What the exercise asks:
Write the data out again exactly, with no pictures.

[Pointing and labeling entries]
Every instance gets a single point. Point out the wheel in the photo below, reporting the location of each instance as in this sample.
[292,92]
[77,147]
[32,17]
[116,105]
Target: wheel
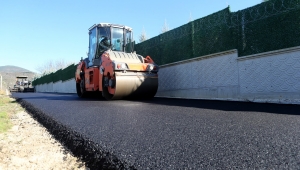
[105,84]
[80,87]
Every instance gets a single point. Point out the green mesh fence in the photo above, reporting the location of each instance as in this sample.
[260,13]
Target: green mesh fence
[268,26]
[60,75]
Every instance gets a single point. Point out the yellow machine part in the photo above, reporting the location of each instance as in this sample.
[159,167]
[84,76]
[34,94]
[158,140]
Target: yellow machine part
[133,85]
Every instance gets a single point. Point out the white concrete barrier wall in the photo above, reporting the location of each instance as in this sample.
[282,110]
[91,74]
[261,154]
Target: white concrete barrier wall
[271,77]
[213,76]
[267,77]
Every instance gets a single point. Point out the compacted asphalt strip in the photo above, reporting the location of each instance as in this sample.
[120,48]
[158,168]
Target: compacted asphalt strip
[182,134]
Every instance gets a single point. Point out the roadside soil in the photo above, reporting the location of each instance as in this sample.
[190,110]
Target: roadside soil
[28,145]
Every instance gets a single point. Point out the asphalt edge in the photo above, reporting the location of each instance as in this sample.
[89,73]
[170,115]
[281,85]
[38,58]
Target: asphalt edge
[81,147]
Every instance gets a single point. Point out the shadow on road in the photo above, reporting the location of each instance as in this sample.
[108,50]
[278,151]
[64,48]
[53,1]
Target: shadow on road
[196,103]
[228,105]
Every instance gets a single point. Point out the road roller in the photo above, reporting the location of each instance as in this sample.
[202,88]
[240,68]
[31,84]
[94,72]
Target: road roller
[112,68]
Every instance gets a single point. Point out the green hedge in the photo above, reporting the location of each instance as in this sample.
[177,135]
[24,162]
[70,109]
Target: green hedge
[60,75]
[268,26]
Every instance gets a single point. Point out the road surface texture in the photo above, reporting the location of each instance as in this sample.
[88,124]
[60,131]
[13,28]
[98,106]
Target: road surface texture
[173,133]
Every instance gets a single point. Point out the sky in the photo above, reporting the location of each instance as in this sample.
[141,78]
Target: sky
[34,32]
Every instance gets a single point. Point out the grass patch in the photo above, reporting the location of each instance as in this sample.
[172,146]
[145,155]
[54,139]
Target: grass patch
[8,107]
[4,122]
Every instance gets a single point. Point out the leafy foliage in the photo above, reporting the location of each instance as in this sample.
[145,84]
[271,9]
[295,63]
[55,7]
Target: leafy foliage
[268,26]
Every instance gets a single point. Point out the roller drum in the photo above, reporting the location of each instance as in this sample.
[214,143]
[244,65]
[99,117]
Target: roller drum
[135,85]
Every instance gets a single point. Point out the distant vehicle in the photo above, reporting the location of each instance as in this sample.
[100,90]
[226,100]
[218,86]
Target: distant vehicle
[22,85]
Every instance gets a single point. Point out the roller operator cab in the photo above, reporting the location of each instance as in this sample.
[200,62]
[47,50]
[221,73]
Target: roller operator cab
[113,68]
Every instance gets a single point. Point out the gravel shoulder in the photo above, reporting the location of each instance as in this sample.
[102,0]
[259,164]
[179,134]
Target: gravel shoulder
[28,145]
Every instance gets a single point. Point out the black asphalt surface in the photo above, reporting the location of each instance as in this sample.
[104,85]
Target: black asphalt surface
[182,134]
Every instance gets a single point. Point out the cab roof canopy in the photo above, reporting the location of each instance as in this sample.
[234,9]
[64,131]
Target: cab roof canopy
[109,25]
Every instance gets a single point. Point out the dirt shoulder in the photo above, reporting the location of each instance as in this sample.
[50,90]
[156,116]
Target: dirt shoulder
[28,145]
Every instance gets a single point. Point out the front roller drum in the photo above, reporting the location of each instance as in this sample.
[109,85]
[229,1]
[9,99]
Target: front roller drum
[134,85]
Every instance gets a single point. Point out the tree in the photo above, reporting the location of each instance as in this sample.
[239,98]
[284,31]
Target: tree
[143,36]
[165,28]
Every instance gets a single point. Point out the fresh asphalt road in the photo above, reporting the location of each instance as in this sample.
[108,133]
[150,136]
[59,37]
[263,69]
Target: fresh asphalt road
[182,134]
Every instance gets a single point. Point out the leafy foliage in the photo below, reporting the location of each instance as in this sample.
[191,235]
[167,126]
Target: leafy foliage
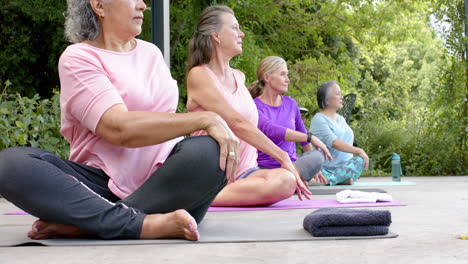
[31,122]
[408,72]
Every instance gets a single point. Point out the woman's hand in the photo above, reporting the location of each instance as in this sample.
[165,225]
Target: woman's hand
[301,188]
[318,144]
[319,178]
[229,146]
[361,153]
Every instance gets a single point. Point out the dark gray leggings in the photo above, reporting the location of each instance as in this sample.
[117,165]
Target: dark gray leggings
[67,192]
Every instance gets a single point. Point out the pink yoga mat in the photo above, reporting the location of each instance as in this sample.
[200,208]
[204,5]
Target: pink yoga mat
[305,204]
[286,205]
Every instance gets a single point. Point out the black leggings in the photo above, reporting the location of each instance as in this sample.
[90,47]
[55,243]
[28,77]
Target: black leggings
[66,192]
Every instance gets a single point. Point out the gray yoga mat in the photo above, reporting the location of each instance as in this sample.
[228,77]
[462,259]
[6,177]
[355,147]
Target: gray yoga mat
[333,191]
[232,230]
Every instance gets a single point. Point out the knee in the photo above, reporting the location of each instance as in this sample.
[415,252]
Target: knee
[202,149]
[10,164]
[284,183]
[359,162]
[317,158]
[202,154]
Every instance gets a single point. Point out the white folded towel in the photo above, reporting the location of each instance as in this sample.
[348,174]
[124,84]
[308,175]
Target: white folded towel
[348,196]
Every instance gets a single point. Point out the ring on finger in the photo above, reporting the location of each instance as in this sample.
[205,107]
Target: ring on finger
[232,155]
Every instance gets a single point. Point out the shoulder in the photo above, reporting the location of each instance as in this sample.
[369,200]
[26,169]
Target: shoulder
[289,100]
[341,119]
[198,72]
[319,118]
[146,46]
[239,75]
[79,54]
[259,102]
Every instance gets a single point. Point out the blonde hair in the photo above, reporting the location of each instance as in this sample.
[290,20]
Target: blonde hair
[201,45]
[267,65]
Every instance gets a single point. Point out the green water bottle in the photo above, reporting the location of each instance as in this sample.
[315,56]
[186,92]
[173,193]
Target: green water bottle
[396,167]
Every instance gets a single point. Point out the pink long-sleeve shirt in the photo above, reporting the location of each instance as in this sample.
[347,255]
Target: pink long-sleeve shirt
[92,80]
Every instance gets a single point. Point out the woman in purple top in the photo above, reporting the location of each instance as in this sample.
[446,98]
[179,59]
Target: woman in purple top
[280,120]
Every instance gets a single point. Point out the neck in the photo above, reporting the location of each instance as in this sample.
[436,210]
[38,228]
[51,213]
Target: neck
[111,42]
[270,97]
[330,113]
[219,64]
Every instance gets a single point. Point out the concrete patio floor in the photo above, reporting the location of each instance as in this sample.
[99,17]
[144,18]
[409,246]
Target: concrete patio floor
[436,211]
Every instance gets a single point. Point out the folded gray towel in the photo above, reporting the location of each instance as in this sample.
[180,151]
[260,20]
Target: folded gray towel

Worked answer:
Every instance gets a single point. Point out the wheel in the photo below, reporting the location of each instance as in this sample.
[292,92]
[77,147]
[32,17]
[116,105]
Target: wheel
[105,84]
[80,87]
Every instance gets a single point. Point out the green mesh fence in the photo above, reporting the location of each instance as in this sample.
[260,13]
Target: green mesh fence
[268,26]
[60,75]
Every instance gets a single point. Point out the yellow machine part in the photo above, reporting the location of each instance as in this sample.
[159,167]
[84,76]
[34,94]
[158,140]
Target: yellow machine part
[133,85]
Every instance gets a single point. Point out the white concrete barrier wall in the photo above, reporting the location of each instance as in this sample.
[282,110]
[91,74]
[261,154]
Target: white concrete barrier wall
[271,77]
[213,76]
[267,77]
Every instance gets a single point. Point out the compacted asphalt strip in the photo above, reporting the location of each instance as in this sample.
[120,48]
[158,168]
Target: compacted asphalt strip
[182,134]
Every instance gets a single point. Point out the roadside soil in the photo above, reporting the location of each instance as in this sample.
[190,110]
Target: roadside soil
[28,145]
Every instance gets a single point. Point out the asphalt edge in the photo above, reporting the location of each instance as in this sample.
[89,73]
[170,115]
[281,85]
[38,58]
Target: asphalt edge
[81,147]
Every instance gets a single point. Point out the shadow on road in the photo above, reporting the location of each instance as in this sample.
[108,50]
[278,151]
[64,48]
[53,1]
Target: shadow on road
[196,103]
[228,105]
Every instance gets a single point. Point out the road roller in the photo above, reporting the location of each instance as in this sample.
[202,88]
[240,68]
[31,84]
[94,72]
Target: road roller
[112,68]
Every instance gets a single point. Point out the green hedge in the photo above, reporting the location of each instance as in this sample.
[177,135]
[24,162]
[70,109]
Target: green hedge
[60,75]
[268,26]
Every instance gets a single point. Point out the road surface texture in the photo above, reporting the location of each instance as in this sample.
[88,124]
[60,131]
[13,28]
[98,106]
Target: road surface texture
[173,133]
Every instance gets a single point. Point out the sky in the photo above, reporting the location of each instance as in this sample.
[141,78]
Target: sky
[34,32]
Every instance gets a single point. Point out the grass patch in the photo above, reporting the location of each instance as in this sample.
[172,146]
[145,155]
[54,139]
Target: grass patch
[8,107]
[4,122]
Every instance gets a single point. Point out the leafy foliage in the photo above, reporting the location of each instance as in this sample.
[145,84]
[271,9]
[295,63]
[55,7]
Target: leafy foliage
[268,26]
Every instance gets a single point. Point out the roller drum in the photo above, reporting the location of each instance as in this sample.
[214,143]
[244,65]
[99,117]
Target: roller drum
[135,85]
Every instance gets a single point. Point out the distant vehicle in the photo above, reporting the location of each instance as in this sample.
[100,90]
[226,100]
[218,86]
Target: distant vehicle
[22,85]
Every instance gets a single point. Point out the roller operator cab in the photo above, reporting the location of each instance as in this sample.
[200,62]
[47,50]
[221,73]
Target: roller operator cab
[113,68]
Every instance gets a single point. Point out the gravel shoulder in the photo above, reporting the location of each instance as in this sample.
[102,0]
[259,164]
[179,134]
Target: gravel shoulder
[28,145]
Every instance gets a single point. Point out the black asphalt surface in the photo above, reporting the location of each instance as in this sample.
[104,85]
Target: black asphalt surface
[182,134]
Every instance gets a single point. Point out the cab roof canopy in the photo above, reporting the location of each instance as in this sample.
[234,9]
[64,131]
Target: cab roof canopy
[109,25]
Every instance gets a single point. Point out the dirt shoulder in the photo above, reporting the location of each instance as in this sample.
[50,90]
[156,116]
Target: dirt shoulder
[28,145]
Every instance gets a single point. Point out the front roller drum in the photo above, reporting the location of each instance as in this sample.
[109,85]
[229,1]
[9,99]
Target: front roller drum
[134,85]
Every instance gets a single point. Point out the tree in the photo above, reporting the location of each instance as in this sample.
[239,98]
[284,31]
Target: tree
[143,36]
[165,28]
Every instance gets a single point. Point out the fresh asphalt road in the photo above, reporting the location of each instance as in this sample.
[108,133]
[150,136]
[59,37]
[263,69]
Target: fresh asphalt road
[182,134]
Every instance gets a single point. Point out the leafy foliage in the photo below, reporting the location of each instance as in this sample.
[191,235]
[167,126]
Target: leafy foliage
[31,122]
[408,72]
Every instance gets a single point. Point out the woman's hand in the photo above, reporting the location of each instance as in this sample.
[165,225]
Target: woman's hand
[301,188]
[318,144]
[319,178]
[229,146]
[361,153]
Every instance gets a single point. Point out the dark gray leggings in the photo above, reporting the location of each instance as in this sample.
[117,165]
Target: dark gray leggings
[67,192]
Every instance gets a single point. Point out the pink yoga mat in the photo above, reporting the location of each instance as in this sample.
[200,208]
[204,5]
Target: pink yoga mat
[305,204]
[286,205]
Every instance gets a single point. Point out the black leggings in the photo above, reporting the location of each instance as in this sample.
[90,47]
[55,243]
[28,77]
Target: black leggings
[66,192]
Every instance gets a single point. Point out the gray yoga mat in the photo above, reporting the location of each instance as in this sample.
[228,77]
[462,259]
[6,177]
[355,147]
Target: gray yoga mat
[333,191]
[232,230]
Every instance gets a single point. Point out the knee in the photo above, reporting the location of each instance as in this sample.
[415,252]
Target: knee
[202,149]
[10,164]
[284,183]
[359,162]
[317,158]
[202,154]
Every instance gets a single point. Point out the white folded towel in the photo above, reporting the location of each instance as in this sample.
[348,174]
[124,84]
[308,175]
Target: white folded towel
[348,196]
Every instance gets a single point. Point out the ring on finger in the photo above, reporting the location of each instance as in this sample.
[205,107]
Target: ring on finger
[232,155]
Every instance gets a single point. Point out the shoulder in the photo above, reporting the location of each instance as in this sample.
[369,200]
[26,169]
Target: shoulder
[289,100]
[341,119]
[198,72]
[319,118]
[146,46]
[239,75]
[79,54]
[259,102]
Every instance gets a single point. Point out the blonde hair in the photo above, reporting the location of each instance as in this sample.
[290,20]
Target: blonde hair
[201,45]
[267,65]
Every instance gets a single point. Point out the green water bottle in the photo above, reporting the location of each instance as in this sample.
[315,56]
[186,92]
[173,193]
Target: green water bottle
[396,167]
Every instance gets a single point. Point out the pink long-sleeve shirt in the photo above, reporting the location of each instance as in this sample.
[347,255]
Target: pink long-sleeve shirt
[92,80]
Every instance gets a single point. Point out the woman in purple top in the photo above, reporting the location of each instance as in this sample.
[446,98]
[179,59]
Target: woman in purple top
[280,120]
Every instance gets a single point. Point out the neck in the photo above, reporting the location of each instance as in this sample.
[436,210]
[38,228]
[51,213]
Target: neck
[111,42]
[270,97]
[330,113]
[219,64]
Every instance gets a single point. Point out the concrete patio floor in the photo above, reporting the location of each instance as in this sample.
[99,17]
[144,18]
[409,246]
Target: concrete patio floor
[436,211]
Every instance gets a single point. Point out the folded gray towel in the photo above, reporting the location of each instance as in this sample.
[180,151]
[260,20]
Target: folded gray towel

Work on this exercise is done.